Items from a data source

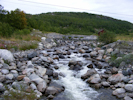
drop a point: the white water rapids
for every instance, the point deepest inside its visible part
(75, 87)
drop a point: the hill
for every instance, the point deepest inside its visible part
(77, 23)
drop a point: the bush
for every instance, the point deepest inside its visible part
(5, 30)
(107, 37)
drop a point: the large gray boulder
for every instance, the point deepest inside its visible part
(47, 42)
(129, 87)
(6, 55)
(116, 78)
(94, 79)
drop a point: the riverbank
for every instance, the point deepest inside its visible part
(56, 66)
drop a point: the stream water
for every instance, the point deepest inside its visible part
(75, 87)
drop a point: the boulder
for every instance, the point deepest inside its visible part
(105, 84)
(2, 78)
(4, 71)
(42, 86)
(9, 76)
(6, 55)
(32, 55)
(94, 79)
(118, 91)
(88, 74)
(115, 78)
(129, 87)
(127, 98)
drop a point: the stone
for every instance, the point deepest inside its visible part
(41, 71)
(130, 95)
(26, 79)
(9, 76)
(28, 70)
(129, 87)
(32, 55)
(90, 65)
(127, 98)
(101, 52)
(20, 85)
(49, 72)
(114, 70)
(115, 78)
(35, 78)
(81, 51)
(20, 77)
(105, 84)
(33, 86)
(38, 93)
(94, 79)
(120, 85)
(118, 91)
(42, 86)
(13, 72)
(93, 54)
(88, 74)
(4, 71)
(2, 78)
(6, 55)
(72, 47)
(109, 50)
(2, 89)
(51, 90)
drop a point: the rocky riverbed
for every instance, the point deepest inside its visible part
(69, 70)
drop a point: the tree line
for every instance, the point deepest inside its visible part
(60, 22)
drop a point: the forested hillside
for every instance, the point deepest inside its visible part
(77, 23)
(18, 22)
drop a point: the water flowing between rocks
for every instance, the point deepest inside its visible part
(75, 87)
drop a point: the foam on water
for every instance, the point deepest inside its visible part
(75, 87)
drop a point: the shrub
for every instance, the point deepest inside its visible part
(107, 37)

* **What is required**
Output exactly the lines from the first line of the records through the line containing "drop a point: the riverbank". Leave out every picture.

* **Task response**
drop a point: the white water rapids
for every instance, the point deepest inside its visible part
(75, 87)
drop a point: the hill
for every instance, the point deepest inside its visible part
(77, 23)
drop a point: the bush
for every instance, the point deepest inside its visible part
(5, 30)
(107, 37)
drop a point: the large gray boulder
for every instance, the point deepest inside its visible part
(47, 42)
(129, 87)
(6, 55)
(116, 78)
(94, 79)
drop a point: the riverbank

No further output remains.